** Data records follows **

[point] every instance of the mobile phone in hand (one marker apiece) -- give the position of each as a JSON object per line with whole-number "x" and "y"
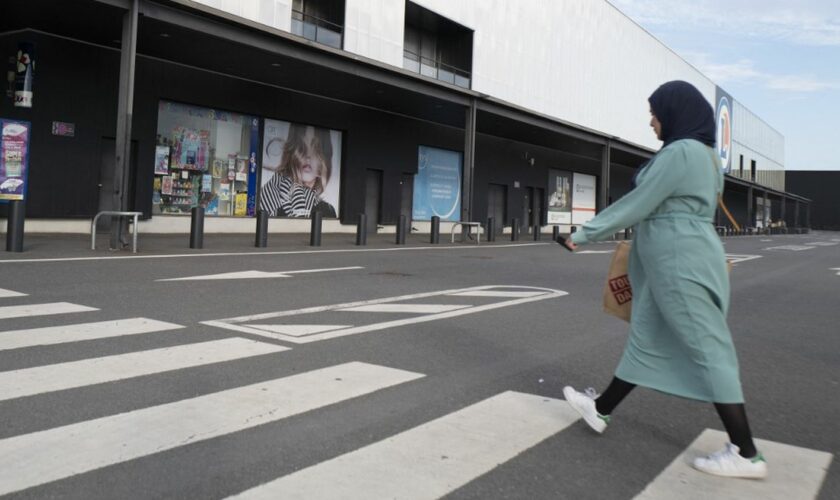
{"x": 562, "y": 241}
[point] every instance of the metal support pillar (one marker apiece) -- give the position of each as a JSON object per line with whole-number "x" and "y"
{"x": 469, "y": 167}
{"x": 125, "y": 107}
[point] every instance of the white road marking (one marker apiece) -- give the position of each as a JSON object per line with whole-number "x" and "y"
{"x": 407, "y": 308}
{"x": 42, "y": 309}
{"x": 79, "y": 332}
{"x": 794, "y": 248}
{"x": 298, "y": 252}
{"x": 48, "y": 378}
{"x": 298, "y": 330}
{"x": 794, "y": 473}
{"x": 40, "y": 457}
{"x": 240, "y": 275}
{"x": 491, "y": 293}
{"x": 239, "y": 324}
{"x": 736, "y": 258}
{"x": 433, "y": 459}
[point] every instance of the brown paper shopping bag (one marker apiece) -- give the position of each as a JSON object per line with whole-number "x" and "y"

** End of Data records **

_Exercise_.
Pictures in the records above should not be copied. Repeat everything else exactly.

_Exercise response_.
[point] every instance of the mobile phone in hand (one marker apiece) -- give the position of each as a JSON object per line with whole-number "x" and "y"
{"x": 562, "y": 241}
[point] every instance of the metal support pillar (one marker apiece) -- give the position of each as a JSON object per line with whole-number "x" and "y"
{"x": 469, "y": 167}
{"x": 125, "y": 107}
[point] every instance of the white road marking (one marker apiece) -- give the position of each as a JSON object per line with whole-number "x" and "y"
{"x": 407, "y": 308}
{"x": 42, "y": 309}
{"x": 79, "y": 332}
{"x": 794, "y": 248}
{"x": 298, "y": 252}
{"x": 48, "y": 378}
{"x": 298, "y": 330}
{"x": 794, "y": 473}
{"x": 40, "y": 457}
{"x": 240, "y": 275}
{"x": 491, "y": 293}
{"x": 239, "y": 324}
{"x": 736, "y": 258}
{"x": 433, "y": 459}
[point] every instance of the brown paper shopping bag (one marker apiece) -- give the position of each as a JSON object per line with whole-number "x" and "y"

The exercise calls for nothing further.